EXERCISES TO COMPLETE =
**A)** In the text on Purushottam Ganesh Mavalankar, reproduce word for word the part that opens with the words containing "Purushottam Ganesh Mavalankar (3" and closes with "two consecutive terms.".
**B)** According to the text on Purushottam Ganesh Mavalankar, in what year did he found the Harold Laski Institute of Political Science?
**C)** Condense the paragraph of the text on Purushottam Ganesh Mavalankar that begins "Mavalankar was son of the first speaker" into a list that keeps its main facts.

TEXT FOR ANALYSIS =
+ + + + + + +
Purushottam Ganesh Mavalankar (3 August 1928 in Ahmedabad – 14 March 2002 in Ahmedabad) was an Indian political scientist, educationist, and an independent Member of Parliament for two consecutive terms.

Mavalankar was son of the first speaker of the Lok Sabha, Ganesh Vasudev Mavalankar. In 1972, he was elected to the 5th Lok Sabha in a by-election from Ahmedabad constituency in Gujarat state. In 1977, he was re-elected to the 6th Lok Sabha from Gandhinagar in Gujarat on Janata Party's ticket. He lost from Gandhinagar in 1980 election. Mavalankar died on 14 March 2002.

He was also the author of the book No Sir, which consisted his parliamentary speeches during Emergency.

==Harold Laski Institute==
Purushottam Ganesh Mavalankar (Anna Saheb) studied under the tutelage of Harold Laski in England and was the founder of the Harold Laski Institute of Political Science in Ahmedabad in 1954. In its heyday, the institute had several luminaries as guest speakers.

The institute also published a vast array of journals and books on political science.

==Protest against Emergency==
Purushottam Mavalankar was an independent MP when Indira Gandhi imposed a state of national emergency. While opposition MPs either boycotted the parliament session on 23 July or were jailed, Mavalankar was not arrested because of his family's stature (his father, Ganesh Vasudev Mavalankar, was the first speaker of the Lok Sabha). Mavalankar attended the parliamentary session and protested against the emergency.
+ + + + + + +
DATASET EXTRACT =
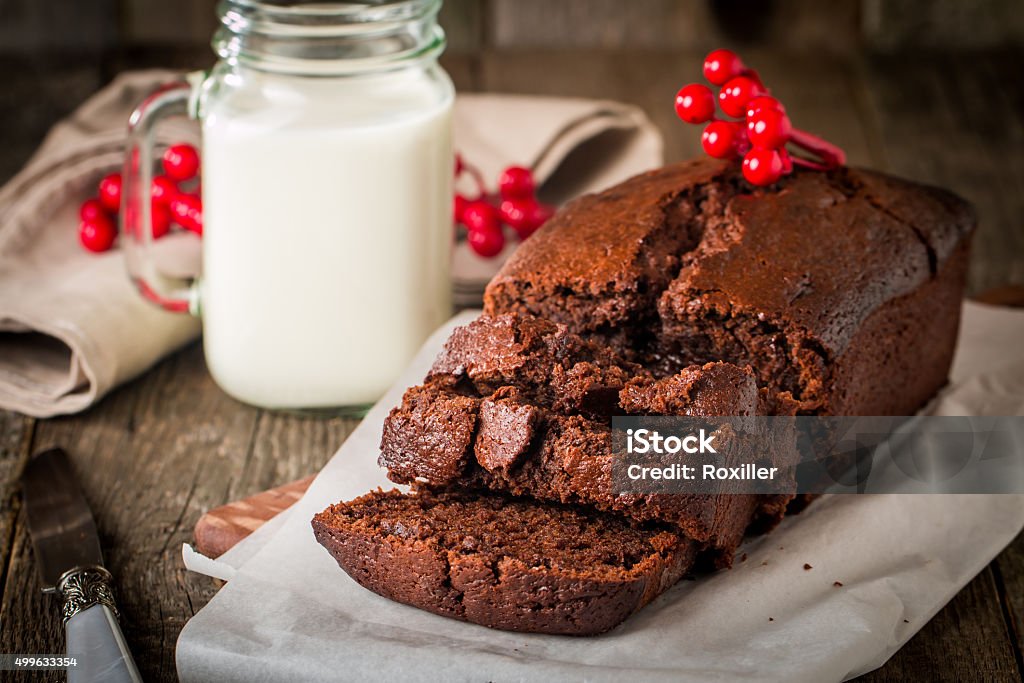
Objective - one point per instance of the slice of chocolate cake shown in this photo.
(504, 410)
(506, 563)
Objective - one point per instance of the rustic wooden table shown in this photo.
(159, 452)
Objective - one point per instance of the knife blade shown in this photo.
(71, 563)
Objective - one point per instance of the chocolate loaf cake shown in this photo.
(683, 291)
(834, 287)
(502, 562)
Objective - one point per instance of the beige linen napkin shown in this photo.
(72, 327)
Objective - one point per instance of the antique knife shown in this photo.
(67, 549)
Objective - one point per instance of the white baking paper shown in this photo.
(290, 613)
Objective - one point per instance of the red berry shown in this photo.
(695, 103)
(764, 102)
(520, 215)
(721, 66)
(720, 137)
(479, 215)
(186, 211)
(459, 208)
(768, 128)
(486, 243)
(164, 189)
(516, 182)
(181, 162)
(110, 191)
(734, 95)
(97, 235)
(762, 167)
(161, 220)
(90, 209)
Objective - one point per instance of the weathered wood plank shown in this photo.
(938, 124)
(15, 435)
(966, 641)
(151, 457)
(1010, 581)
(810, 87)
(669, 25)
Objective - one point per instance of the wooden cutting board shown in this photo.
(221, 527)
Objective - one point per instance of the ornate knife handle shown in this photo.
(94, 638)
(83, 587)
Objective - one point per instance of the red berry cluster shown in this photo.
(171, 203)
(516, 206)
(761, 136)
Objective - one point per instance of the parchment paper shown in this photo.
(290, 613)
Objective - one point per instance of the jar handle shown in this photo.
(174, 294)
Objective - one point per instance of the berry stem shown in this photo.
(829, 155)
(475, 173)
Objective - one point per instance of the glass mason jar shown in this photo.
(327, 169)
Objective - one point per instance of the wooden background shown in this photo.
(927, 90)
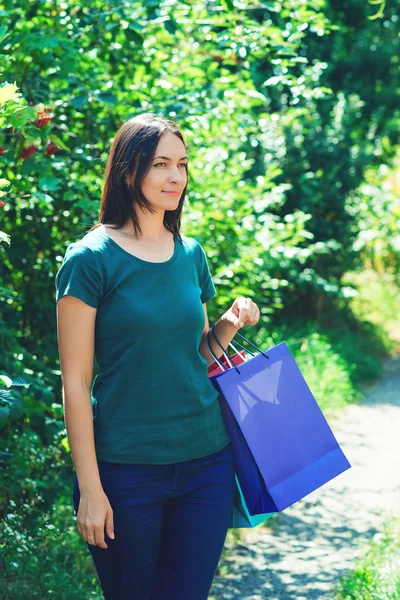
+ + + + + + +
YOUR RESPONSES =
**A)**
Purushottam Ganesh Mavalankar (3 August 1928 in Ahmedabad – 14 March 2002 in Ahmedabad) was an Indian political scientist, educationist, and an independent Member of Parliament for two consecutive terms.

**B)** 1954

**C)**
- Son of Ganesh Vasudev Mavalankar, the first speaker of the Lok Sabha
- 1972: elected to the 5th Lok Sabha in a by-election from Ahmedabad constituency, Gujarat
- 1977: re-elected to the 6th Lok Sabha from Gandhinagar, Gujarat, on the Janata Party's ticket
- 1980: lost the election from Gandhinagar
- Died on 14 March 2002